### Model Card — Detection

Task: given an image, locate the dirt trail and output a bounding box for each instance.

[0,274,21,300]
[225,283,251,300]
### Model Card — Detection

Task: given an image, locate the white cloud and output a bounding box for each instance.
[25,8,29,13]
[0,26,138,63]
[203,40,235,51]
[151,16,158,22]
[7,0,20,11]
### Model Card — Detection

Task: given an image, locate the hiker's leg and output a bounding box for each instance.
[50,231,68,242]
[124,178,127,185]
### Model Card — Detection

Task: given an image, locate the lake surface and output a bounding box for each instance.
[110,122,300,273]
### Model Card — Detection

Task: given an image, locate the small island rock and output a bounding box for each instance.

···

Exercise goal:
Only the lines from the one containing "Task: given an image, locate the lake" through the end of the material should be copied, exactly as they stand; please keep both ends.

Problem solution:
Task: given an image, locate the lake surface and output a bounding box for each instance.
[110,122,300,273]
### Model Card — Detection

Task: given an image, locate the small island rock and output a bounding box for each instance.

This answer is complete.